- [Your instructions]: In the listing below, locate the line containing "Concept: sunlight glow" and the line containing "Concept: cloud". Output both of them and every line between, exactly as written, and nothing more.

- [Dataset records]:
- - - - - - -
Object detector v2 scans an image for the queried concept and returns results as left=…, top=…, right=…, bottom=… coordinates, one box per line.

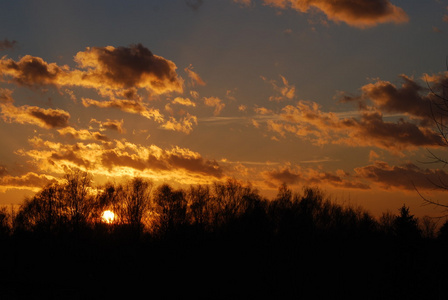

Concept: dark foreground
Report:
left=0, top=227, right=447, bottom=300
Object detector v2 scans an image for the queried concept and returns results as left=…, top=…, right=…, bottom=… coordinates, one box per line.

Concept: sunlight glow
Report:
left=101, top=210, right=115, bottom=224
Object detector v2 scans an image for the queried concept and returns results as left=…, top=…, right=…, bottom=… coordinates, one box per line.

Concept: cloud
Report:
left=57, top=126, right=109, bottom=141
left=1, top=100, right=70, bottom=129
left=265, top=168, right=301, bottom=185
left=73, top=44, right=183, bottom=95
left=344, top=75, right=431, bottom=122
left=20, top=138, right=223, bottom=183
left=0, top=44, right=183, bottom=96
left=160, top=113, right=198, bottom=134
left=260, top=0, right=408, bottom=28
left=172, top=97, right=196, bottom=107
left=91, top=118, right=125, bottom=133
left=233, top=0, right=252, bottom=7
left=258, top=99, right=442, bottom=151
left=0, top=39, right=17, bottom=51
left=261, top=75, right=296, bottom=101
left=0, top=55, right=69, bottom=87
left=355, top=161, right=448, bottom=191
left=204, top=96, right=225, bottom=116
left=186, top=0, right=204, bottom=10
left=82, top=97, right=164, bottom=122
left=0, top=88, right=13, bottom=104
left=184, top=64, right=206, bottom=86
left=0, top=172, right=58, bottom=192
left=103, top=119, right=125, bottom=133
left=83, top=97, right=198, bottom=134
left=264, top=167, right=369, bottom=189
- - - - - - -
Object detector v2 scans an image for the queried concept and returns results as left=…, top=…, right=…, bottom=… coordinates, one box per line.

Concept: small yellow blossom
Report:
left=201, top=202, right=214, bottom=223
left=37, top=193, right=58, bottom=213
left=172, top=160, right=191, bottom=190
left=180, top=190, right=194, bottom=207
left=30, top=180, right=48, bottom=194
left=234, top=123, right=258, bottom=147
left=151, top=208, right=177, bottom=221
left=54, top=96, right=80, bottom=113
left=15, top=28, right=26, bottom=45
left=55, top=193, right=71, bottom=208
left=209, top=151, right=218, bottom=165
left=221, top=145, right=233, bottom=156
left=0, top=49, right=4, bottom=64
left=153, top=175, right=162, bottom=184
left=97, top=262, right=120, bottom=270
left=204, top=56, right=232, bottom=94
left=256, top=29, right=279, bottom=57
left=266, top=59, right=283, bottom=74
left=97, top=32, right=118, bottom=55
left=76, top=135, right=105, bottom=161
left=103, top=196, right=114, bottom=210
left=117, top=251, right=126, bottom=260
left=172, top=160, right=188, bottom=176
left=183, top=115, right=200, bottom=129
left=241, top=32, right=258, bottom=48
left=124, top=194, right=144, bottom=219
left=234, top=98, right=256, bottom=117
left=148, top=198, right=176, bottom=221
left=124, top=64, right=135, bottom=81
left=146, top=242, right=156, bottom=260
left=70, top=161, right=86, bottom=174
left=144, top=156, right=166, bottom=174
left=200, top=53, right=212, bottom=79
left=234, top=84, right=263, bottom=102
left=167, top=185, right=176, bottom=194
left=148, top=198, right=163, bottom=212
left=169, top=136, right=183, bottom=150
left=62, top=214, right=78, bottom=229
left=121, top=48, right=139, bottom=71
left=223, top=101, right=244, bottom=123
- - - - - - -
- [Output of the exercise]:
Concept: sunlight glow
Report:
left=101, top=210, right=115, bottom=224
Object detector v2 scans an image for the queried concept and returns results as left=…, top=…, right=…, bottom=… coordinates, one box per line.

Concept: cloud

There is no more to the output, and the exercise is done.